TASK TO COMPLETE »
The entries below are to be repeated exactly as they stand.

[Begin INPUT ROWS]

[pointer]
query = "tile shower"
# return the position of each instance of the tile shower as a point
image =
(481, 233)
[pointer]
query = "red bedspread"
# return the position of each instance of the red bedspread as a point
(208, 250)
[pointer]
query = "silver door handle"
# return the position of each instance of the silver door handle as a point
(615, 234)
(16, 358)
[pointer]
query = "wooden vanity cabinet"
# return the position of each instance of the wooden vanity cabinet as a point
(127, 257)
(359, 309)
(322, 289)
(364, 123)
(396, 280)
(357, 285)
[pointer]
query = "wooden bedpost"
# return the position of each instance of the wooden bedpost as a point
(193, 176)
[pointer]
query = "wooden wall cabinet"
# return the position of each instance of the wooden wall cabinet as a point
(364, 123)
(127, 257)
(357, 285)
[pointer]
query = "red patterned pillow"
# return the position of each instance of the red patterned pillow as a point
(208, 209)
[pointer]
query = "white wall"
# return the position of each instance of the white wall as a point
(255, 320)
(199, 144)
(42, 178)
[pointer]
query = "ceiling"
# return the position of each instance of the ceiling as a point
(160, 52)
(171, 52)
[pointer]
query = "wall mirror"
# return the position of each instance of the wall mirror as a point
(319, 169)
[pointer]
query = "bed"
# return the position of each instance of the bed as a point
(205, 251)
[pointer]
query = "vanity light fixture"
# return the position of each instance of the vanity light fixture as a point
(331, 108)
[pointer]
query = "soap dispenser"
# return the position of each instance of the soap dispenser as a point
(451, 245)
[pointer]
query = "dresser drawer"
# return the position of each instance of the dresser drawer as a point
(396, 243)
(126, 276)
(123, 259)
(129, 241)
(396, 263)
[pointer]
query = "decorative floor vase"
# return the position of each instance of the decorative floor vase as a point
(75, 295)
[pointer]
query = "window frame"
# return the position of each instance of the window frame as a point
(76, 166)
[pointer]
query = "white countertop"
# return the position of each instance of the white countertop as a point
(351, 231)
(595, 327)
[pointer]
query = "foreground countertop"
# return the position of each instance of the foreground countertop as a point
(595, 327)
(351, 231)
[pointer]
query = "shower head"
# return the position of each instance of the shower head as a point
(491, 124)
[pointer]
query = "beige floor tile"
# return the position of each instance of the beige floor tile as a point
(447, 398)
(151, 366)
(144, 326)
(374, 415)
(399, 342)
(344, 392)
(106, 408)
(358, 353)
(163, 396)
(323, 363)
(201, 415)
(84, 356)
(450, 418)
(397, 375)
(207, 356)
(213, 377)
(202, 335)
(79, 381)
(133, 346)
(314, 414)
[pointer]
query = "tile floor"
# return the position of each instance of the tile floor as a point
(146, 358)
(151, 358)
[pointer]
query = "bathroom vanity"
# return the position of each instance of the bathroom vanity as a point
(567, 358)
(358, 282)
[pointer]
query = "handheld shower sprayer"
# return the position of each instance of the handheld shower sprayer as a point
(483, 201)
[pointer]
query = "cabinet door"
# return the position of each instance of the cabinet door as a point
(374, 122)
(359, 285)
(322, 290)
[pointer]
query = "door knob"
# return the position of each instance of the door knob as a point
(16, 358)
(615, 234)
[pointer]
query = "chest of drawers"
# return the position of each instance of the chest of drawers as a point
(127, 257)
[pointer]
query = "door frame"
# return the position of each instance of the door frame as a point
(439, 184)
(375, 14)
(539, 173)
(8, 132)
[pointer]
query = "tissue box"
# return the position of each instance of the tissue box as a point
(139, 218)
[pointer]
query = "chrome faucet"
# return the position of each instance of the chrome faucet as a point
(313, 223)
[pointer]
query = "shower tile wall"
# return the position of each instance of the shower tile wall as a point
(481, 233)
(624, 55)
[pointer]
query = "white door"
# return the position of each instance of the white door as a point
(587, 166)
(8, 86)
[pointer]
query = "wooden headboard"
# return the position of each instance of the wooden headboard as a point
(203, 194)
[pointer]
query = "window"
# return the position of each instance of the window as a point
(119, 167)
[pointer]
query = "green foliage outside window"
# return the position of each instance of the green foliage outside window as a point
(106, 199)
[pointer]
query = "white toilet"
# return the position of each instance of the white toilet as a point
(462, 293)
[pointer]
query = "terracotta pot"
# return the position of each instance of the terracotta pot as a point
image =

[End INPUT ROWS]

ANSWER FOR THE TASK »
[pointer]
query = "tile shower"
# return the position of each instance of the tile shower as a point
image =
(481, 233)
[pointer]
query = "red bedspread"
# return the position of each instance of the red bedspread as a point
(208, 250)
[pointer]
query = "silver door handle"
# return the position of each instance of the silver door handle as a point
(615, 234)
(16, 358)
[pointer]
query = "wooden vanity cabinet"
# return the position of each instance of the wooden vanity cabinet as a point
(127, 257)
(359, 309)
(322, 289)
(364, 123)
(396, 280)
(357, 285)
[pointer]
query = "wooden bedpost"
# return the position of each instance of the wooden bedpost as a point
(193, 176)
[pointer]
query = "wooden wall cabinet"
# return the position of each instance of the wooden wall cabinet as a point
(364, 123)
(127, 257)
(357, 285)
[pointer]
query = "red patterned pillow"
# return the position of each instance of the red patterned pillow as a point
(208, 209)
[pointer]
query = "white wall"
# return the position of each instance of the white wall as a point
(255, 320)
(199, 144)
(42, 178)
[pointer]
query = "ceiling"
# return the position of each instance of the ceiling as a point
(160, 52)
(171, 52)
[pointer]
query = "wall mirror"
# return the position of each instance of the wall mirror as a point
(319, 169)
[pointer]
query = "bed"
# return the position of each instance of the bed as a point
(205, 251)
[pointer]
query = "vanity light fixture"
# return the position of each instance of the vanity light fixture as a point
(331, 108)
[pointer]
query = "soap dispenser"
# return the position of each instance of the soap dispenser as a point
(451, 245)
[pointer]
query = "dresser drawer"
# return the position of each instance of the dresser drawer as a point
(396, 243)
(126, 276)
(123, 259)
(129, 241)
(396, 263)
[pointer]
query = "decorative floor vase"
# return the position of each instance of the decorative floor vase as a point
(75, 295)
[pointer]
query = "window frame"
# return the position of each instance of the window frame as a point
(76, 166)
[pointer]
query = "white countertop"
# return the position of each instance of the white countertop as a point
(351, 231)
(595, 327)
[pointer]
query = "foreground countertop"
# return the position of each instance of the foreground countertop as a point
(595, 327)
(351, 231)
[pointer]
query = "shower head"
# return the position of each instance of the shower head as a point
(491, 124)
[pointer]
query = "beige floor tile"
# return the position of each instance of the beige floor tile as a point
(447, 398)
(151, 366)
(144, 326)
(374, 415)
(399, 342)
(344, 392)
(106, 408)
(358, 353)
(163, 396)
(323, 363)
(201, 415)
(84, 356)
(450, 418)
(397, 375)
(207, 356)
(213, 377)
(202, 335)
(79, 381)
(133, 346)
(314, 414)
[pointer]
query = "tile floor"
# return the position of each instance of the tile floor as a point
(146, 358)
(151, 358)
[pointer]
query = "bathroom vanity"
# return the position of each instance of the bathroom vanity as a point
(567, 358)
(358, 282)
[pointer]
query = "handheld shower sprayer"
# return the position of each instance of the handheld shower sprayer as a point
(483, 201)
[pointer]
query = "cabinet door"
# return the position of each instance of the cabinet door as a point
(374, 122)
(359, 285)
(322, 290)
[pointer]
query = "door knob"
# return the position of each instance of the door knob as a point
(16, 358)
(615, 234)
[pointer]
query = "chest of drawers"
# return the position of each instance of the chest of drawers as a point
(127, 257)
[pointer]
query = "door frame"
# return the position of each instance of the door frame as a point
(439, 184)
(375, 14)
(539, 173)
(8, 132)
[pointer]
query = "tissue box"
# return the position of each instance of the tissue box as a point
(139, 218)
[pointer]
query = "chrome faucet"
# return the position of each instance of the chrome faucet as a point
(313, 223)
[pointer]
query = "shower tile wall"
# return the position of each instance of the shower tile wall as a point
(481, 233)
(624, 55)
[pointer]
query = "white door"
# return the position of each instance of the white door as a point
(587, 166)
(8, 86)
[pointer]
query = "wooden headboard"
# return the position of each instance of the wooden headboard as a point
(203, 194)
[pointer]
query = "window"
# return the position of each instance of the window as a point
(119, 167)
[pointer]
query = "green foliage outside window"
# return the position of each instance of the green foliage outside window as a point
(106, 199)
[pointer]
query = "white toilet"
# return the position of each instance of the white toilet as a point
(462, 293)
[pointer]
query = "terracotta pot"
# return the position of each instance of the terracotta pot as a point
image =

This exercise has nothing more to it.